- Data for analysis
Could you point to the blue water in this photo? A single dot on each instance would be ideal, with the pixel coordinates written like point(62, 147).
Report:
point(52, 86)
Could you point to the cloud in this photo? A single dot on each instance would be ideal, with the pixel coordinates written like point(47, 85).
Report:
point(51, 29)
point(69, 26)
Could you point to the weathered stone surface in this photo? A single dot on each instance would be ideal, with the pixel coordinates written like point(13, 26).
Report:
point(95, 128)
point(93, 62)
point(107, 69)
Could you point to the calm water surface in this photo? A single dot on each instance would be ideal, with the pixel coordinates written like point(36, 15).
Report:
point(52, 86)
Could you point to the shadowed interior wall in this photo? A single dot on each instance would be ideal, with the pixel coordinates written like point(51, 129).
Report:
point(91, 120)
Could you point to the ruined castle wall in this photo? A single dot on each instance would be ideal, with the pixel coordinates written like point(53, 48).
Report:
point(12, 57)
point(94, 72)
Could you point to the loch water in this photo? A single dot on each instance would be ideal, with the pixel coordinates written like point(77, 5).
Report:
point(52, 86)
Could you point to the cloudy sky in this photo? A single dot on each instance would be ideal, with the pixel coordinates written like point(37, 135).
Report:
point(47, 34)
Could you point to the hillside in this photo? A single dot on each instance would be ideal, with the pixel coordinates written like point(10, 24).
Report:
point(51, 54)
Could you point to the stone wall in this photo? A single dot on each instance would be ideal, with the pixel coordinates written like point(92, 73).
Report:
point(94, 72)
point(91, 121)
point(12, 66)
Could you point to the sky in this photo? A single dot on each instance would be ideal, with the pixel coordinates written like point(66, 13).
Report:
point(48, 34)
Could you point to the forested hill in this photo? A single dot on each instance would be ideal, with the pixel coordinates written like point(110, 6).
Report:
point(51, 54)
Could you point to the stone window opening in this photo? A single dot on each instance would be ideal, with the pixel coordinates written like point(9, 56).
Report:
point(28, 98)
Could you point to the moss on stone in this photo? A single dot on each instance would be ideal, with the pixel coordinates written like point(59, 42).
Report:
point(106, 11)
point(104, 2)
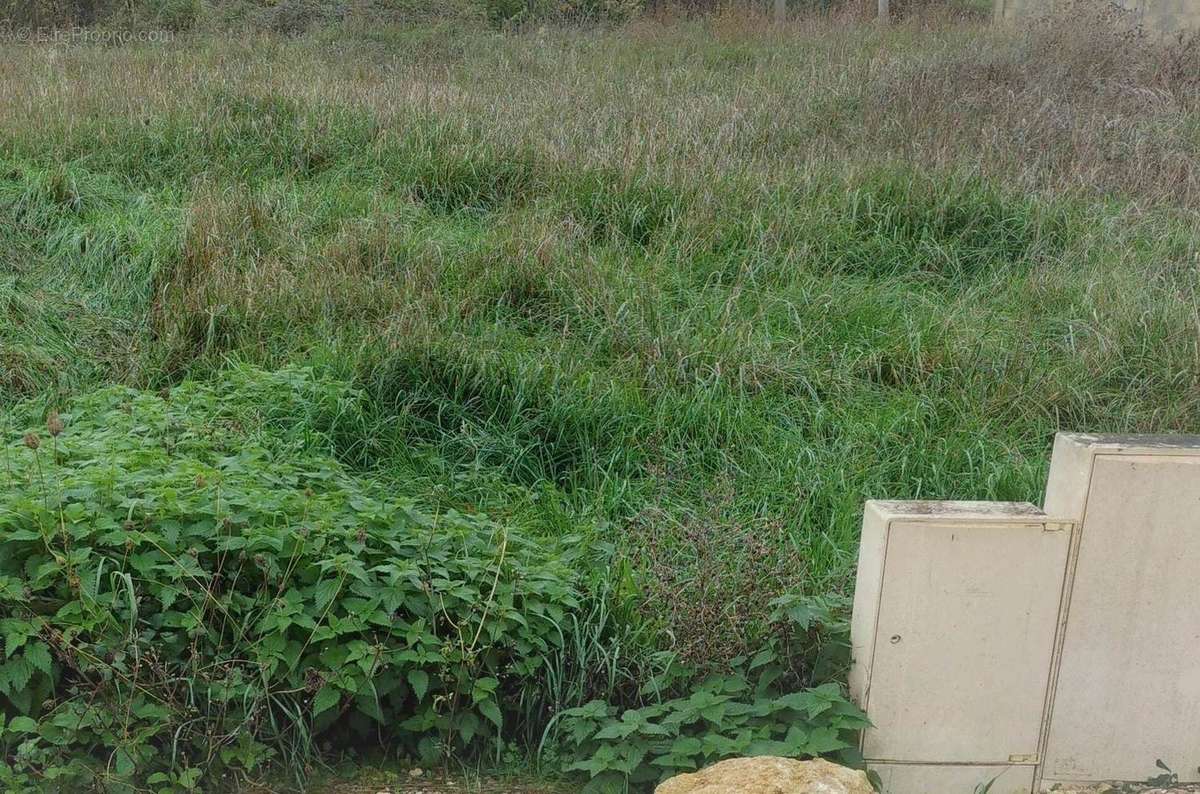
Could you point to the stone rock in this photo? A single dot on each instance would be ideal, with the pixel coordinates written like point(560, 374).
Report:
point(769, 775)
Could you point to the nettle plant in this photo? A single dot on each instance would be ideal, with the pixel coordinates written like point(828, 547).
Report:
point(193, 591)
point(183, 597)
point(744, 713)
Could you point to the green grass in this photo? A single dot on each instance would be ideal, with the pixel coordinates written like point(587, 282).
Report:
point(697, 288)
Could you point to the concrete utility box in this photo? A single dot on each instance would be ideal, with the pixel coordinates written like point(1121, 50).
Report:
point(1000, 642)
point(1128, 680)
point(953, 637)
point(1162, 16)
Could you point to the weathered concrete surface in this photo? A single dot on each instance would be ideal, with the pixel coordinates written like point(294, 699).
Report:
point(1163, 16)
point(769, 775)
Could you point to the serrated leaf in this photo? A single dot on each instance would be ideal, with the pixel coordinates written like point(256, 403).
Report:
point(420, 683)
point(325, 699)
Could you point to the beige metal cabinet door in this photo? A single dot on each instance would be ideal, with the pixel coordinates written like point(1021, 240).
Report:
point(1128, 685)
point(966, 607)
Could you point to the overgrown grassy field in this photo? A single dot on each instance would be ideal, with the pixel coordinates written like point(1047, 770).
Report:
point(688, 290)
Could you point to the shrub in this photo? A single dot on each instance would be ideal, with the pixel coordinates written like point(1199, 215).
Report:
point(185, 587)
point(756, 710)
point(514, 12)
point(192, 589)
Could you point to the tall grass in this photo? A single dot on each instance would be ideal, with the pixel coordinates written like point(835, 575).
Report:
point(699, 286)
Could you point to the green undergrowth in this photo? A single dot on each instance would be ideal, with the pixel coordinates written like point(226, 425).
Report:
point(193, 590)
point(666, 306)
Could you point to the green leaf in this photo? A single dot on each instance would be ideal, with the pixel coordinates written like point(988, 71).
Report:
point(420, 683)
point(22, 725)
point(327, 698)
point(492, 711)
point(39, 655)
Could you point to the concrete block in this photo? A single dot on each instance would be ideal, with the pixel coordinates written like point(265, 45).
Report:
point(1127, 686)
point(955, 614)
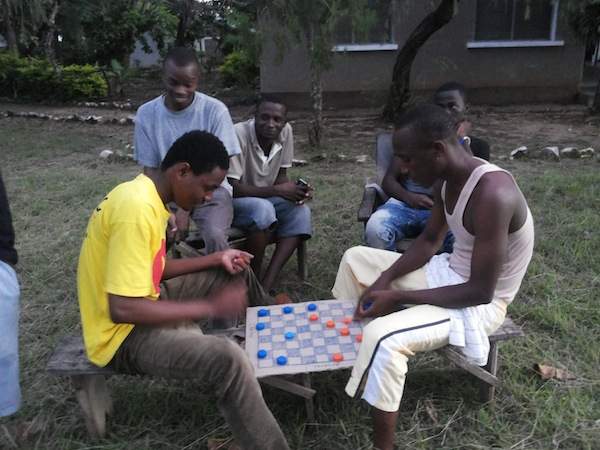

- Task directions
Repeat the data exactly in full, omitting its pictures.

- Result for this exercise
Could you point to the blue water in this photo? A single dot on each instance would be ideal, with the pixel coordinates written like point(62, 147).
Report:
point(52, 86)
Could you point to the cloud in this photo? A single dot on each instance would be ideal, with the pixel coordinates written like point(47, 85).
Report:
point(51, 29)
point(69, 26)
Could you point to the weathered stone surface in this photo? A single dot on each instance would be ideal, with the pixel coordinates written like point(13, 26).
Report:
point(95, 128)
point(93, 62)
point(107, 69)
Could you point to the calm water surface in this photo? A single dot on each instance would be ideal, with the pixel coordinates written like point(36, 15).
Report:
point(52, 86)
Could you point to the shadowed interior wall in this photo? A single dot on each instance would be ideal, with the pixel coordinates written like point(51, 129).
Report:
point(91, 120)
Could you point to the ruined castle wall in this photo? A single dot on each instance would be ideal, with the pixel coordinates written like point(53, 48).
Report:
point(12, 57)
point(94, 72)
Could you point to the loch water in this photo? A single dot on each instance would be ideal, with the pixel coordinates written like point(77, 5).
Report:
point(52, 86)
Could you point to the cloudy sky in this photo? A single dot on each instance would be ideal, with the pixel coordinates written like point(37, 135).
Report:
point(47, 34)
Could you point to the hillside in this photo? A single dot on each instance would be ideal, with the pixel coordinates written like point(10, 24).
Report:
point(51, 54)
Could you point to the stone wall in this photo? A single dot on each instance would be ideal, with the pixel coordinates written like point(92, 73).
Report:
point(94, 72)
point(91, 121)
point(12, 66)
Could you point to the sky in this photo? A single dot on each instance would be ideal, with the pixel coordinates written like point(66, 13).
Report:
point(48, 34)
Could you point to the forested hill in this photo? A single dot on each instance would be ideal, with the pixel coordinates written like point(110, 6).
Report:
point(51, 54)
Could you point to the stone window opening in this photo? A single dot on each instance would be ideal, with the pixel coordinates written like point(9, 56).
Report:
point(28, 98)
Could you point to the moss on stone in this photo? A single dot on each instance would be ideal, with the pixel coordinates written like point(59, 42).
Report:
point(106, 11)
point(104, 2)
Could you point to the stone rock in this photo? A single dot on each instance would be ideal, with the pixel coordinates written like point(560, 374).
Report:
point(769, 775)
Could you point to the nettle plant in this photo? A single dot on each instance would be ideal, with the pixel coordinates written like point(828, 547).
Report:
point(193, 591)
point(183, 597)
point(744, 713)
Could you point to the green grass in this photo? A single dot on each instance would be ideal, with the pixel coordinates written like point(587, 282).
Report:
point(697, 288)
Could you point to the concrete utility box in this photo? A single dot on each instance would be ideal, with the pixel coordinates written like point(1121, 50).
Report:
point(1000, 642)
point(1128, 680)
point(953, 637)
point(1162, 16)
Could you point to the weathered concrete surface in this photo? A single dot on each instance would be ideal, with the pixel coordinates written like point(294, 699).
Report:
point(1163, 16)
point(769, 775)
Could you point to the serrated leaf in this photo? A single dot on each instance would be ideal, with the pixel coordinates written like point(256, 403).
Report:
point(420, 683)
point(325, 699)
Could you point to the beige metal cabinet door in this photo? A single dot on each instance would be ideal, with the pixel coordinates written like point(1021, 240).
Report:
point(1128, 685)
point(966, 607)
Could you point to the overgrown grassy field in this photo? A single dot on each instance would be ideal, with the pixel coordinates written like point(1047, 770).
Report:
point(688, 290)
Could you point to the shrub in this photo? A single dot on each instance would be ideal, with the pixel coordinates written like point(1199, 215).
Report:
point(185, 587)
point(756, 710)
point(514, 12)
point(192, 589)
Could you point to the tall grass in this photo? A single dot on each instance would be ideal, with the pixel coordinates written like point(835, 575).
Report:
point(699, 286)
Could you point to the green undergrowth in this photo? A single dot on each instance would be ideal, with the pixel coordinates written like point(226, 425).
Report:
point(193, 590)
point(666, 306)
Could you point to the green leaf in this photo? A single dot on each instance would be ideal, with the pixel coordinates written like point(988, 71).
Report:
point(420, 683)
point(22, 725)
point(327, 698)
point(492, 711)
point(39, 655)
Could you point to the concrete block in this photo? A single dot on each instance would be ideal, with the pixel coordinates written like point(265, 45).
Report:
point(1127, 686)
point(955, 614)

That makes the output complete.